= EXERCISE DIRECTIONS =
Copy the rows below word for word, from the line with "Verify: does the image above include any green tree?" up to and including the line with "[50,0,471,143]".

= DATASET RECORDS =
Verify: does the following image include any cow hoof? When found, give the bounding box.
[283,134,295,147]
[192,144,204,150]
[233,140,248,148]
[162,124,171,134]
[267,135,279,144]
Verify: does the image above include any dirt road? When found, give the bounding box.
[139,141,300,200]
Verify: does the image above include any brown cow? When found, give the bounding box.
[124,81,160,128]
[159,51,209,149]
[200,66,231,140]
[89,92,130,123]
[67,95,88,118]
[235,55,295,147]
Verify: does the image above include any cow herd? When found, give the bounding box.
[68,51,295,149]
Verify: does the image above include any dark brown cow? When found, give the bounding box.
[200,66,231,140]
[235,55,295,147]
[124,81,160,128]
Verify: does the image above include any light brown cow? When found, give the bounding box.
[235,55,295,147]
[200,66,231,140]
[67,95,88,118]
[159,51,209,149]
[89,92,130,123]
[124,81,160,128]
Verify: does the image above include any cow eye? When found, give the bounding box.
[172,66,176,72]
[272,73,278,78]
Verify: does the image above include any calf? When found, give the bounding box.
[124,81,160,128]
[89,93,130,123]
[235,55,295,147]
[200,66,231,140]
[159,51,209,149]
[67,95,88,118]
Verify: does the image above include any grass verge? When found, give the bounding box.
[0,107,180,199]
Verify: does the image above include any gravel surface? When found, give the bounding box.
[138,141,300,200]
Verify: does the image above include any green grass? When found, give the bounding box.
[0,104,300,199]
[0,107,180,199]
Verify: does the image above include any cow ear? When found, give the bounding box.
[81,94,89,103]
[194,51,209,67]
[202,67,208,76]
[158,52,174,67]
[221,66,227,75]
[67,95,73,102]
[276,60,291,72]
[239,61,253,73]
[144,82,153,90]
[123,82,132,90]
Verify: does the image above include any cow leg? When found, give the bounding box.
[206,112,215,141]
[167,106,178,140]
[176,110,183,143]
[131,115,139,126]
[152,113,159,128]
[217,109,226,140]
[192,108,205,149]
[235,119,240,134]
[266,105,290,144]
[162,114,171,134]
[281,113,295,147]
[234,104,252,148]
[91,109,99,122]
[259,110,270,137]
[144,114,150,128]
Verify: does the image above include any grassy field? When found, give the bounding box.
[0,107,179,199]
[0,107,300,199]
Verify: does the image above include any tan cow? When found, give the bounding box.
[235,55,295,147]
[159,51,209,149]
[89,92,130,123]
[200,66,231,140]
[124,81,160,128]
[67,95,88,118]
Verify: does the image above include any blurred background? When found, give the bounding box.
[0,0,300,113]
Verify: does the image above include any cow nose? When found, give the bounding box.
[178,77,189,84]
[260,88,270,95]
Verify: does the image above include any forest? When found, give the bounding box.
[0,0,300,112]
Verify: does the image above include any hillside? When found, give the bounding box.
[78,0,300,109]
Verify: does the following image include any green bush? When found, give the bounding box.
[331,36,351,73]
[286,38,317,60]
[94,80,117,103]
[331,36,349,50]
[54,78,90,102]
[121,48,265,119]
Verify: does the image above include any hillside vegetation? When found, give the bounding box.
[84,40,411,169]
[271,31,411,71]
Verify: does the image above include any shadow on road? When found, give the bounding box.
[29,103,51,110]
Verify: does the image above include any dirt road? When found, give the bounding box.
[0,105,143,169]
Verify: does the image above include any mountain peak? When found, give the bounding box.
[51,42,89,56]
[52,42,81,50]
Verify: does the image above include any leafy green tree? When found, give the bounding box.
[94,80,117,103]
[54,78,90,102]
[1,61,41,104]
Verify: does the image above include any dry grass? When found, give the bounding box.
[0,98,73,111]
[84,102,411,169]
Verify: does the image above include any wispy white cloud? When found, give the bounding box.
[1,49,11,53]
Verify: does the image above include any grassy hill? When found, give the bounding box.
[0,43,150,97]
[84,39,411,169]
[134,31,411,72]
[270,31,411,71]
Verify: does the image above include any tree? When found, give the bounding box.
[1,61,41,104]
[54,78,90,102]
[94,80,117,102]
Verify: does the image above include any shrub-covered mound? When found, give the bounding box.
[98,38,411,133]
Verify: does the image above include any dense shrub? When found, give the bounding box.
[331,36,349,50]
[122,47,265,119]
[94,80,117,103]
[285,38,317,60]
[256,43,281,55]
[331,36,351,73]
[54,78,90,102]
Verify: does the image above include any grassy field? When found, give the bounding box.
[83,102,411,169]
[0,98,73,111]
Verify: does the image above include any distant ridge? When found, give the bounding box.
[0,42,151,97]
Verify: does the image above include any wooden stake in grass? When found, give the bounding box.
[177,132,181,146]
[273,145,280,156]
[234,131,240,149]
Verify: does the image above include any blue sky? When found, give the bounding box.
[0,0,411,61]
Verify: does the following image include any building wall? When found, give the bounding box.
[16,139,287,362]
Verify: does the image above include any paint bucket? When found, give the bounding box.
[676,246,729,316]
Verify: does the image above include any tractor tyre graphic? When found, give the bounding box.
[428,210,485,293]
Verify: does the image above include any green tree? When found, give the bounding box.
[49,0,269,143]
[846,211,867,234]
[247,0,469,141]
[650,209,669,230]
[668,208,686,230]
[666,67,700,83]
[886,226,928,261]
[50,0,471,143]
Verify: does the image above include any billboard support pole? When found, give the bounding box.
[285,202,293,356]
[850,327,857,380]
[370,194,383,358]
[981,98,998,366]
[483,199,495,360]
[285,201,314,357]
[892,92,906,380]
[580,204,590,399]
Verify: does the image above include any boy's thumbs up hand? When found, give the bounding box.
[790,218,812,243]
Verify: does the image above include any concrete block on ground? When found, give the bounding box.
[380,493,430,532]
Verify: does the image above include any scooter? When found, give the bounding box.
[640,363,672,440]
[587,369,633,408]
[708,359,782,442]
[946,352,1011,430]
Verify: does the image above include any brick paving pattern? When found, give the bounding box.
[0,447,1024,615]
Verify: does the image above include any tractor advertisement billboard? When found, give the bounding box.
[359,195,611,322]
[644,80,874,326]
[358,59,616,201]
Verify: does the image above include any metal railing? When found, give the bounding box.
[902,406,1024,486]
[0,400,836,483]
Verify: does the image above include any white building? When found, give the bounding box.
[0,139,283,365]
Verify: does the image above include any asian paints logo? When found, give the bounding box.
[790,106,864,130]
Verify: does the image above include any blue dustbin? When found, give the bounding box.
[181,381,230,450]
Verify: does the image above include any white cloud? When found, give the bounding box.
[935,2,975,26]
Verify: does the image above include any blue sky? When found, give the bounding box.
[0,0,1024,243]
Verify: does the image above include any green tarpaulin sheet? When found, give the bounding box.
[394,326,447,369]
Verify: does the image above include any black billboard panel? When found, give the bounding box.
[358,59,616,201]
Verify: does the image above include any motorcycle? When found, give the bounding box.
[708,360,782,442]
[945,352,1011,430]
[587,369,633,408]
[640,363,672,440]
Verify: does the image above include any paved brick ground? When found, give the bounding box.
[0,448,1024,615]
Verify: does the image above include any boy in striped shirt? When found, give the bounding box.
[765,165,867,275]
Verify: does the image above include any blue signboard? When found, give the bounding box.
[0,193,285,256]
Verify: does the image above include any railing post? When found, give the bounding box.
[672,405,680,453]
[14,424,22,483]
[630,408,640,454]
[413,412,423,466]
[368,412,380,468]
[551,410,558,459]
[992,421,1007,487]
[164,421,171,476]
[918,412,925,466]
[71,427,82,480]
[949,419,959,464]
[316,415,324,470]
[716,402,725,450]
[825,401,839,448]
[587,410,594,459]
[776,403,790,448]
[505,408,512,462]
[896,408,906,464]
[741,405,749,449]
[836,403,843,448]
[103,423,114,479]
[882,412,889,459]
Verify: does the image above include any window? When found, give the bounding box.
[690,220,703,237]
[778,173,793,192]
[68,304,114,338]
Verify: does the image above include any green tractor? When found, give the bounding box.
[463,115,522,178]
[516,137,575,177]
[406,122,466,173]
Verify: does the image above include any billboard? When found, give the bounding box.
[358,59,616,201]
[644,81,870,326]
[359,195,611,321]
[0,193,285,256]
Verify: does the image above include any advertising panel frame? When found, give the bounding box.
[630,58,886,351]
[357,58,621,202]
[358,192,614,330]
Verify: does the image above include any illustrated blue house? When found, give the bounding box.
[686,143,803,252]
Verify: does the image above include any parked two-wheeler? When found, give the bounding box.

= RESPONSE FOR THIS EXERCISE =
Verify: does the image above include any green tree? When found, give the bounding box.
[49,0,269,143]
[846,211,867,234]
[247,0,469,141]
[650,209,669,230]
[668,208,686,230]
[666,67,700,83]
[886,226,928,261]
[50,0,471,143]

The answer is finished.